Saved entries
Start of Block

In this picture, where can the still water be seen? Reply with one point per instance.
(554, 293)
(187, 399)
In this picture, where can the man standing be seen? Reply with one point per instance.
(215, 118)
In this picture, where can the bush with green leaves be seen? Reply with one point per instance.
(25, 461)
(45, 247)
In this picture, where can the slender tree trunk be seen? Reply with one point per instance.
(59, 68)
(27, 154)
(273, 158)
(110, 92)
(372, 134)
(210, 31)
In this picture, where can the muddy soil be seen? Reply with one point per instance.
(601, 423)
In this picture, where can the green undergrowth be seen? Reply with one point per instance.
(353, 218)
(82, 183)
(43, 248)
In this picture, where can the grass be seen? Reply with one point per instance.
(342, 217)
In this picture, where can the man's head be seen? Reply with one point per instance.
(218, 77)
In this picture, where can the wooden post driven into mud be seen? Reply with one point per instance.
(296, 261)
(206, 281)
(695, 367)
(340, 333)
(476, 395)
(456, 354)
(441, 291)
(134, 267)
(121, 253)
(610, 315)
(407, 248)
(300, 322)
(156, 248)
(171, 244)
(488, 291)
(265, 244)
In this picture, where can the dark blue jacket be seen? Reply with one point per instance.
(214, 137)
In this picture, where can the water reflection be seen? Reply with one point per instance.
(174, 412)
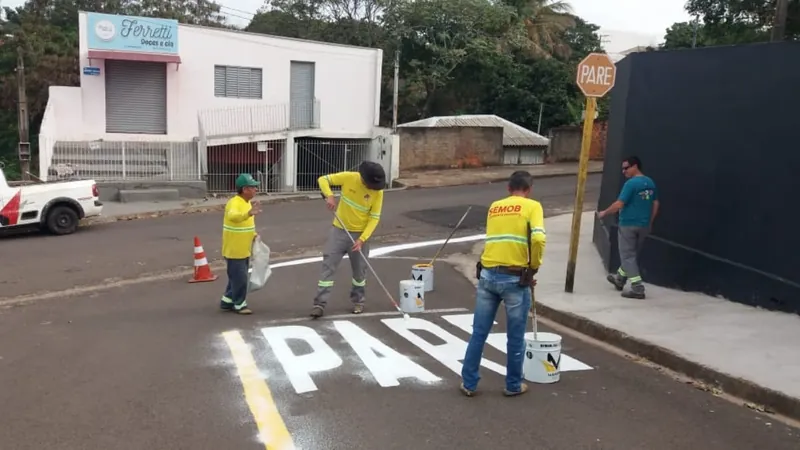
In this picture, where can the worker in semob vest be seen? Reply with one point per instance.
(512, 254)
(238, 233)
(638, 207)
(360, 210)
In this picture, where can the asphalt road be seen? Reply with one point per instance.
(148, 367)
(105, 253)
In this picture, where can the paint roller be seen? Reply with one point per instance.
(451, 236)
(369, 266)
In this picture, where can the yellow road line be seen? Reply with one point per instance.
(270, 424)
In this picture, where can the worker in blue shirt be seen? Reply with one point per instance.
(638, 206)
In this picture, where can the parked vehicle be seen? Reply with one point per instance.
(57, 207)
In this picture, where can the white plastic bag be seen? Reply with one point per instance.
(260, 269)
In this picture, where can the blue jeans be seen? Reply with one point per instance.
(494, 287)
(235, 296)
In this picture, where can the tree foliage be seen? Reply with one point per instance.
(504, 57)
(729, 22)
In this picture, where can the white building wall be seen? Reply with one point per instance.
(347, 82)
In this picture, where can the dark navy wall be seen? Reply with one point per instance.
(717, 129)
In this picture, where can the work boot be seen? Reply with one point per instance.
(637, 291)
(616, 280)
(523, 388)
(317, 312)
(466, 391)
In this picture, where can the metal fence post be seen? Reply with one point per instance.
(124, 162)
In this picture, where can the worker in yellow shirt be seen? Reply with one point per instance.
(512, 254)
(360, 210)
(238, 232)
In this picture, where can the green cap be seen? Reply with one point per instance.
(246, 180)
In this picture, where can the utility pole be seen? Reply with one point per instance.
(539, 126)
(779, 25)
(24, 149)
(396, 87)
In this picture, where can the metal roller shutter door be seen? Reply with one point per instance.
(136, 97)
(301, 94)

End of Block

Pictures aren't part of the copy; return each record above exactly.

Reply to the task –
In this picture, where can the still water be seen? Reply with one point per instance.
(554, 293)
(187, 399)
In this picture, where can the man standing be seen? Reply with one point per instance.
(215, 118)
In this picture, where can the bush with green leaves be seen? Reply with one point per instance.
(25, 461)
(45, 247)
In this picture, where can the slender tree trunk be seen? Reply with one point per instance.
(59, 68)
(27, 154)
(273, 158)
(110, 92)
(372, 134)
(210, 31)
In this picture, where can the muddy soil be seen? Reply with one point per instance.
(601, 423)
In this picture, where can the green undergrowth be seen? Reply with one point per instance.
(353, 218)
(82, 183)
(43, 248)
In this picture, where can the grass be seen? Reply with one point per instance.
(342, 217)
In this picture, where can the man's head be seen? Reply with one point per instance.
(218, 77)
In this picture, where can the wooden post driven into mud be seen? Reply with one point per instance.
(296, 261)
(206, 281)
(695, 367)
(340, 333)
(476, 395)
(456, 354)
(441, 291)
(134, 267)
(121, 253)
(610, 315)
(407, 248)
(300, 322)
(156, 248)
(171, 244)
(488, 291)
(265, 244)
In this picture, where can the dark blue jacket be seen? Reply with one point per instance.
(214, 137)
In this picture, where can the water reflection be seen? Reply with one point per instance.
(174, 412)
In this picture, where can the worker in semob vest be seen? Reply with one point per instance.
(512, 254)
(238, 233)
(638, 207)
(360, 210)
In this picture, where can the asphalt road be seen? Reply with one point per instance.
(148, 367)
(105, 253)
In this picture, where can the paint roller be seen? Reply with one point per instance.
(451, 236)
(369, 266)
In this picture, where can the yellow road line be seen? Reply with one point per instance.
(270, 424)
In this picture, where can the worker in blue shirt be seen? Reply with one point per instance.
(638, 206)
In this picture, where can the parked vehicle be seen? Reply with one point per instance.
(57, 207)
In this picture, where can the white plastic bag be seen? Reply with one point per instance.
(260, 269)
In this picture, where can the blue jeans be seen? Reply with one point per instance.
(494, 287)
(235, 296)
In this picture, where can the tree foliage be seen? Reply with one point per instance.
(504, 57)
(729, 22)
In this picture, where can the white building wall be seen? Reply with one point per instance.
(347, 82)
In this picture, where can the dark navy wall be seen? Reply with one point per instance.
(717, 129)
In this picture, where can the work boot be seen? Reply with one point per instance.
(637, 291)
(616, 280)
(523, 388)
(317, 312)
(466, 391)
In this picture, where can the metal fence post be seen? Reply with one point per instance.
(124, 162)
In this picture, where can the worker in yellow shirt be seen? Reply with one point per instance.
(512, 254)
(360, 210)
(238, 232)
In this picture, where can the green cap be seen? Reply with one point per instance.
(246, 180)
In this picture, where can the utility pole be seen? Reply with one point per instance.
(539, 126)
(779, 25)
(24, 149)
(396, 87)
In this picture, where can the metal roller shutter door be seen? Reply with one point per instance.
(136, 97)
(301, 94)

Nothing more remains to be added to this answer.